■ **The task**
Extract every line below that contains the word "palm".

BEGIN Input for this task

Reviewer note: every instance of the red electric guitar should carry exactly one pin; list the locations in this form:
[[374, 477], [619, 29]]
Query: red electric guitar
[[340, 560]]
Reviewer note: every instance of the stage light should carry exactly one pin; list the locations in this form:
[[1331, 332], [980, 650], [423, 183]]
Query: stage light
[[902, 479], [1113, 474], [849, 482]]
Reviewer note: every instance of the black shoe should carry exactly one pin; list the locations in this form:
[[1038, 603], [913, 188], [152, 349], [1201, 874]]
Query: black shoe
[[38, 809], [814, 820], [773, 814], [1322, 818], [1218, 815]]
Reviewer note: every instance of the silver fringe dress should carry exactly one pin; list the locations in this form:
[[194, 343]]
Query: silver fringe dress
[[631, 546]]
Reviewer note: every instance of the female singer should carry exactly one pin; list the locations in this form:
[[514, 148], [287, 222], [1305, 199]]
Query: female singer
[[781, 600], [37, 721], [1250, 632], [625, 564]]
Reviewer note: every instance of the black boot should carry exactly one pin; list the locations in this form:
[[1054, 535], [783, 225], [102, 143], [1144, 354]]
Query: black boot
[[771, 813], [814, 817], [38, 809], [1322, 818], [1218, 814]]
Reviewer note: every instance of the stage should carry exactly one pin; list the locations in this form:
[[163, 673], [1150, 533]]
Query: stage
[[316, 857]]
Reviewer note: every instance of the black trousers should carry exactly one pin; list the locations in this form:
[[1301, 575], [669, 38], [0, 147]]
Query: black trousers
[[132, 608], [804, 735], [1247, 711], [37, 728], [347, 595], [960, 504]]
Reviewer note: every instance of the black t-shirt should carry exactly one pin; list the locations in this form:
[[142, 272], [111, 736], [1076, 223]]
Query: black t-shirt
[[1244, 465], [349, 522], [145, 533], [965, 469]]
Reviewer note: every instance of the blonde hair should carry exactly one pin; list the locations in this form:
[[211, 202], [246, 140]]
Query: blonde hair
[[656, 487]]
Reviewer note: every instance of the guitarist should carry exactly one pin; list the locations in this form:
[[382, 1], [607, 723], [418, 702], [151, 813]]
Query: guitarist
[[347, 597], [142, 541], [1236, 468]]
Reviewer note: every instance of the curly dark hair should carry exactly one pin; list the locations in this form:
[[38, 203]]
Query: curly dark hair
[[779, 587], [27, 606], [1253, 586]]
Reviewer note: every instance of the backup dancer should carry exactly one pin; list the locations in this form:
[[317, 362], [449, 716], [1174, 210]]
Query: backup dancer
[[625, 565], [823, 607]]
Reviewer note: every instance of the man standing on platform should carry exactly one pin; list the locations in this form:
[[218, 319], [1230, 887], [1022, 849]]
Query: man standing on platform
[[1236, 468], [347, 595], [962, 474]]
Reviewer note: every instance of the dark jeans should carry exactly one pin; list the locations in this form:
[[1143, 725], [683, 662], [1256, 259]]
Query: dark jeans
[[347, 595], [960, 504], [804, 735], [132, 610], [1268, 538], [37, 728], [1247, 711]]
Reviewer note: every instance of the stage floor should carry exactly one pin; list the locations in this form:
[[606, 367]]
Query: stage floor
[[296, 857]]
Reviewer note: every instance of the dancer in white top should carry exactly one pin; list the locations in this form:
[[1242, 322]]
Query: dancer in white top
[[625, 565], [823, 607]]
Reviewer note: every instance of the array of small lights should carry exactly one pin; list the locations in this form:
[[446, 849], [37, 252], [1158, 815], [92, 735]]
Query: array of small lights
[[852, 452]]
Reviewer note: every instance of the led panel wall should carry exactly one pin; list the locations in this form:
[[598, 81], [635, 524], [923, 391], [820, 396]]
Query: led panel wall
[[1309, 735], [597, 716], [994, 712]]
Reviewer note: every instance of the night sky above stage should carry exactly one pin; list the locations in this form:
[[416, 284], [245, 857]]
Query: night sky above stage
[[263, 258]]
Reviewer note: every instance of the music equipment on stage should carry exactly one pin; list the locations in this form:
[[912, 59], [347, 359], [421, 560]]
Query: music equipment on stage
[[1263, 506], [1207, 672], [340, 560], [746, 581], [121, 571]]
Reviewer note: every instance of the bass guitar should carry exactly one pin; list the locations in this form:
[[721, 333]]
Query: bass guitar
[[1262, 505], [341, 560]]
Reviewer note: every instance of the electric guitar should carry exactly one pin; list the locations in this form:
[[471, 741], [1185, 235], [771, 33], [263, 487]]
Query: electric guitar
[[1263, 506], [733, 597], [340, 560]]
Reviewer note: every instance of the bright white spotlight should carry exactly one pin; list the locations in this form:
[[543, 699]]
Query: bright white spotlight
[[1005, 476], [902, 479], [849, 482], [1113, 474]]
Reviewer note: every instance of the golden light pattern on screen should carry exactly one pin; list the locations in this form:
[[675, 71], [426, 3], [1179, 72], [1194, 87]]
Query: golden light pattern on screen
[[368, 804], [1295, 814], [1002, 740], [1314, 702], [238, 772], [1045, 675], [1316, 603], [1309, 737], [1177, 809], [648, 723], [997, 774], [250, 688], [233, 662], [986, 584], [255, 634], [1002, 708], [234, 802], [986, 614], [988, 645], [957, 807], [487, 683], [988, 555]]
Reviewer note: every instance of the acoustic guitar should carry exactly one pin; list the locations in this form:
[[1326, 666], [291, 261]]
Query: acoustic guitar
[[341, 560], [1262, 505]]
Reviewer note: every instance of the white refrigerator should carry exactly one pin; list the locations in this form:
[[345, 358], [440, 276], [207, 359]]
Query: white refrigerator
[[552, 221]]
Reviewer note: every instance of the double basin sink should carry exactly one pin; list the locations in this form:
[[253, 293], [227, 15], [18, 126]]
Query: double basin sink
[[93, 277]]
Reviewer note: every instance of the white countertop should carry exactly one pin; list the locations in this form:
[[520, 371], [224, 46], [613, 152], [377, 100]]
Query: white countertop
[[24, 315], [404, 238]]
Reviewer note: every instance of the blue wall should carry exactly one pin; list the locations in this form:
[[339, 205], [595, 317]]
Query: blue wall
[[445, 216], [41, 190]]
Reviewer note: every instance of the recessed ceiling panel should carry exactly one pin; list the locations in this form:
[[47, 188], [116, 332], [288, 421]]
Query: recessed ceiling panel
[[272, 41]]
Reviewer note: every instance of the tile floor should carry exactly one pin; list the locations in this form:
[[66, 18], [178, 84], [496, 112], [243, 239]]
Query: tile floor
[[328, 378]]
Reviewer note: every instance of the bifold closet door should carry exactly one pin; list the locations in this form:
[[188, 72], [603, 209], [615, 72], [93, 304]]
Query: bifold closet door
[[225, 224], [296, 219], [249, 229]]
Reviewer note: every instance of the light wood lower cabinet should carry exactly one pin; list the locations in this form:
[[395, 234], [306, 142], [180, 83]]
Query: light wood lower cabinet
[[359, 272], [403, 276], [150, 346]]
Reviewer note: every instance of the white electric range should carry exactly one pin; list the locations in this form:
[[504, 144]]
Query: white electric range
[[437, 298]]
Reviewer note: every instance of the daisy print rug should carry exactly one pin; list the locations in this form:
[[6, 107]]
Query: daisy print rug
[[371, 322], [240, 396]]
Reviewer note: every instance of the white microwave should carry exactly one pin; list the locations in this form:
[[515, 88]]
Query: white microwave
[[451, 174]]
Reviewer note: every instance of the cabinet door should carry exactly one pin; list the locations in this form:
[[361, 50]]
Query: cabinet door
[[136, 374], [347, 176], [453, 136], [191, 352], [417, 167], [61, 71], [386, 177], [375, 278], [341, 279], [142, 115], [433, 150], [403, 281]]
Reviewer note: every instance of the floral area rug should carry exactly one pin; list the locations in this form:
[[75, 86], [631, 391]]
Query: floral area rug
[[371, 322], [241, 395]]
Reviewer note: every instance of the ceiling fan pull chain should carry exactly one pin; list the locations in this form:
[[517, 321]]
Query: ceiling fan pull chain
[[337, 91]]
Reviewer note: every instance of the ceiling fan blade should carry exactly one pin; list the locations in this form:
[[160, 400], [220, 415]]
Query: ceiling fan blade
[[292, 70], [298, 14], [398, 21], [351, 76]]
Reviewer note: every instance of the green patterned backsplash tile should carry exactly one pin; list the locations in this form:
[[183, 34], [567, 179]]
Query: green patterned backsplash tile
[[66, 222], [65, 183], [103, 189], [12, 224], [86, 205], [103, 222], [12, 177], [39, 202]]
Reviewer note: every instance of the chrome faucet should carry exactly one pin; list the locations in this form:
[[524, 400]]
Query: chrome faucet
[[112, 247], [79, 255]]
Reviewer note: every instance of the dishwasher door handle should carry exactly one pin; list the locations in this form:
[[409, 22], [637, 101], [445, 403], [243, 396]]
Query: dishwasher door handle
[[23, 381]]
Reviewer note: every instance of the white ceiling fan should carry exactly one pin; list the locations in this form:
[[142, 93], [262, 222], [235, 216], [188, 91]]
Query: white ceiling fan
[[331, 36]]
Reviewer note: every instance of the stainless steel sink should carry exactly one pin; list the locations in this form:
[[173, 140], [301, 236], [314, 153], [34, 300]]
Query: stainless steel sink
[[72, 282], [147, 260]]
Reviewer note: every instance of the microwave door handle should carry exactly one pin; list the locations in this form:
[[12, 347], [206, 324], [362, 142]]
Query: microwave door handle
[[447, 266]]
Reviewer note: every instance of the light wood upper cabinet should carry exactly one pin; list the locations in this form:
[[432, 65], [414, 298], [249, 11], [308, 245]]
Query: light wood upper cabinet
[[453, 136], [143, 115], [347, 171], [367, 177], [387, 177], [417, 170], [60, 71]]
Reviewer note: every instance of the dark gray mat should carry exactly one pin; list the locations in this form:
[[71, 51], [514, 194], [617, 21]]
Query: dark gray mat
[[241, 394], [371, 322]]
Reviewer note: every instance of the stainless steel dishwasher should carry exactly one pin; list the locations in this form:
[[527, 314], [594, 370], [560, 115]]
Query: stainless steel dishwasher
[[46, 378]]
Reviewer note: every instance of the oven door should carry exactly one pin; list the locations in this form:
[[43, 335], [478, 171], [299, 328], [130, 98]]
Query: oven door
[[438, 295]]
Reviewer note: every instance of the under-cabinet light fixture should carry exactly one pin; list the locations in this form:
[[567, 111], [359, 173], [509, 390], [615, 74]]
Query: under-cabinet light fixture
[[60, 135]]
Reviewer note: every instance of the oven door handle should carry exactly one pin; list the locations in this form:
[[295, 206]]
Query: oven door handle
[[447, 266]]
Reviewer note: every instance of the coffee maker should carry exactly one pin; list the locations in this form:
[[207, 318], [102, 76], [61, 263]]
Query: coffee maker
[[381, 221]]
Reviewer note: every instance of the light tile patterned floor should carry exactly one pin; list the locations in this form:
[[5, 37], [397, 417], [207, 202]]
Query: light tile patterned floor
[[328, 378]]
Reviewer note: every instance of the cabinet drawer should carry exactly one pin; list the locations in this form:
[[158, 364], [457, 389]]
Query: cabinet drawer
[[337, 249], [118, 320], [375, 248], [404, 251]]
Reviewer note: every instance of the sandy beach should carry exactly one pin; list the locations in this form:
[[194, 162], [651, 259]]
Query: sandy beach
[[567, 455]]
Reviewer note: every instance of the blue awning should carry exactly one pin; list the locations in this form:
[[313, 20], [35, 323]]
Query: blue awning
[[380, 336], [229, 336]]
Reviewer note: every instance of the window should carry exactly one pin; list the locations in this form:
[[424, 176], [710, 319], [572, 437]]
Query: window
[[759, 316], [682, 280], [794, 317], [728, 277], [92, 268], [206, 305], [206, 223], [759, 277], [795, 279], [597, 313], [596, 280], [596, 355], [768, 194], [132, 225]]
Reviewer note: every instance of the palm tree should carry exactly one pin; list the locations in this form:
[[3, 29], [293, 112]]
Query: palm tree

END Input for this task

■ **Reply to the exercise**
Reviewer note: every instance of the palm tree should carry exactly one pin; list the locations in this form:
Query: palm tree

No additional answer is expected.